- [GIVEN REQUEST]: Change "pendant light fixture" to "ceiling lamp" in the lines running from the one containing "Give the segmentation of every instance of the pendant" through the one containing "[[139,181],[47,190],[37,268],[104,288],[125,255]]", inclusive. Give only those lines, with everything else unchanged.

- [MATERIAL FOR THIS TASK]:
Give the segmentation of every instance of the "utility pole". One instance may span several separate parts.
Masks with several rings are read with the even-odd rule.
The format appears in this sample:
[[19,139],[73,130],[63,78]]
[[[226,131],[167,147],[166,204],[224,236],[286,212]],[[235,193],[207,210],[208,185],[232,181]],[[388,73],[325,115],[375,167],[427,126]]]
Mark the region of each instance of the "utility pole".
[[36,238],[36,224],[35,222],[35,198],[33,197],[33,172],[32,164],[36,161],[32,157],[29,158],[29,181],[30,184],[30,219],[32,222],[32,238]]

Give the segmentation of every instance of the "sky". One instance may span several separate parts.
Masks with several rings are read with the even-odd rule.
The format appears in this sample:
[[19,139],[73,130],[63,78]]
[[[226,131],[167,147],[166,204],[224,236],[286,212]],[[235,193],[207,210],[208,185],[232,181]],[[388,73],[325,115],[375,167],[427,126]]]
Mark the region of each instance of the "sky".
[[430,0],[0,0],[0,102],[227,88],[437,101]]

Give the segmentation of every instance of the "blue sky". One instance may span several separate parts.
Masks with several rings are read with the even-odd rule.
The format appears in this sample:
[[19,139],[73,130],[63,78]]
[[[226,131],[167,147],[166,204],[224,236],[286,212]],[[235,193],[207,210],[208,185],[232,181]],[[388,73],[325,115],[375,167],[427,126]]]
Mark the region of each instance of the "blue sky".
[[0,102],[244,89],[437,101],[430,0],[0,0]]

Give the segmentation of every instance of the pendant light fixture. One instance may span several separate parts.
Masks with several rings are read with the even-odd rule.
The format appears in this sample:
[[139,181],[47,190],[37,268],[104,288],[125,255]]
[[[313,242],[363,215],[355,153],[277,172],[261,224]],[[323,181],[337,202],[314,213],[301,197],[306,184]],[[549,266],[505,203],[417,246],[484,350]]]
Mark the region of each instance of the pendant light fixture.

- [RESULT FOR THIS TASK]:
Give the segmentation of every instance of the ceiling lamp. One instance may span several separate parts.
Masks with several rings are read with the even-odd rule.
The format appears in this sample:
[[139,181],[47,190],[37,268],[104,288],[125,255]]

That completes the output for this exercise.